• PROVIDED PASSAGE:
Tom Coburn 'Takes A Break' From 'Gang of Six' Budget Talks
WASHINGTON -- Influential Sen. Tom Coburn (R-Okla.) "decided to take a break" from the bipartisan "Gang of Six" budget negotiating team Tuesday, citing an impasse in the effort to agree on substantial spending cuts.
"He is disappointed the group has not been able to bridge the gap between what needs to happen and what senators will support," said Coburn spokesman John Hart. "He has decided to take a break from the talks."
Some Democrats have been predicting the gang's demise ever since one of its leaders, Budget Committee Chairman Kent Conrad (D-N.D.) -- one of the six members -- announced he'd start moving ahead with his own proposal. Conrad said Tuesday he'd announce plans to proceed soon.
Coburn's departure could all-but deep-six the Six, since Conrad's budget plan could overtake it. And Vice President Biden also has been leading bipartisan talks aimed at conquering the deficit impasse, talks that Senate Republican leaders think are more likely to lead to Democratic concessions, said a Democratic aide close to the talks. A GOP aide confirmed the leadership pressure on the group, but noted that Coburn has a long history of resisting such advances, from backing a coup against then-House Speaker Newt Gingrich to challenging Republican leadership on earmarks.
The aide said that Coburn had been extremely close to agreeing to a deal before a recent two-week recess, but returned with five new demands that hadn't been discussed before. On Monday, the aide said, Coburn asked for an immediate $130 billion in cuts to Medicare, on top of the $400 billion that had already been agreed to. Democrats refused and Coburn left the talks as a result, said the aide.
A Republican aide close to the talks said that Coburn's additional Medicare demand stemmed from the program's trustee's report, which was issued Monday morning and showed it running out of money by 2024, five years sooner than had previously been forecast. But he said that characterizing the demands as new missed the point of the talks, which explicitly put everything on the table.
The erstwhile Gang of Six will meet as five tomorrow, the Democratic aide said.
But Coburn could still get back in, Hart suggested.
"He still hopes the Senate will, on a bipartisan basis, pass a long-term deficit reduction package this year," Hart said. "He looks forward to working with anyone who is interested in putting forward a plan that is specific, balanced and comprehensive."
Coburn may have other issues on his mind, though.
Two aides close to the talks said that Democrats suspect the Oklahoman's decision is related to pressure he has come under as a result of his involvement in the sex scandal that prompted Sen. John Ensign (R-Nev.) to resign. The watchdog group that filed the original ethics complaint against Ensign also thinks Coburn should be probed.
The GOP aide rejected as ridiculous such speculation, suggesting that if he were truly concerned about the issue the best way to distract attention from it would be to achieve consensus with the Gang of Six, which is much beloved by the mainstream media.
Sens. MIke Crapo (R-Idaho) and Saxby Chambliss (R-Georgia) were supposed to make one last-ditch effort to get Coburn to stay in the gang, but apparently failed.
This story was updated to include additional details.

• Data excerpts:
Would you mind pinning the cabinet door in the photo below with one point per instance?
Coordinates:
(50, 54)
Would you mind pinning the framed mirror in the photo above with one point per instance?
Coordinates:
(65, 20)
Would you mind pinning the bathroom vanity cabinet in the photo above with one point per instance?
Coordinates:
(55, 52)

• SET OF TASKS:
• 1. Copy out the Coburn article starting at "The erstwhile Gang" and ending after "should be probed.", swapping every "Hart" for "Coburn's spokesman".
• 2. According to the Coburn article, what did Coburn ask for on Monday regarding Medicare?
Rely only on the Coburn article itself, not on the rows.

• RESULTS:
• 1.
The erstwhile Gang of Six will meet as five tomorrow, the Democratic aide said.
But Coburn could still get back in, Coburn's spokesman suggested.
"He still hopes the Senate will, on a bipartisan basis, pass a long-term deficit reduction package this year," Coburn's spokesman said. "He looks forward to working with anyone who is interested in putting forward a plan that is specific, balanced and comprehensive."
Coburn may have other issues on his mind, though.
Two aides close to the talks said that Democrats suspect the Oklahoman's decision is related to pressure he has come under as a result of his involvement in the sex scandal that prompted Sen. John Ensign (R-Nev.) to resign. The watchdog group that filed the original ethics complaint against Ensign also thinks Coburn should be probed.

• 2. An immediate $130 billion in cuts to Medicare, on top of the $400 billion already agreed to.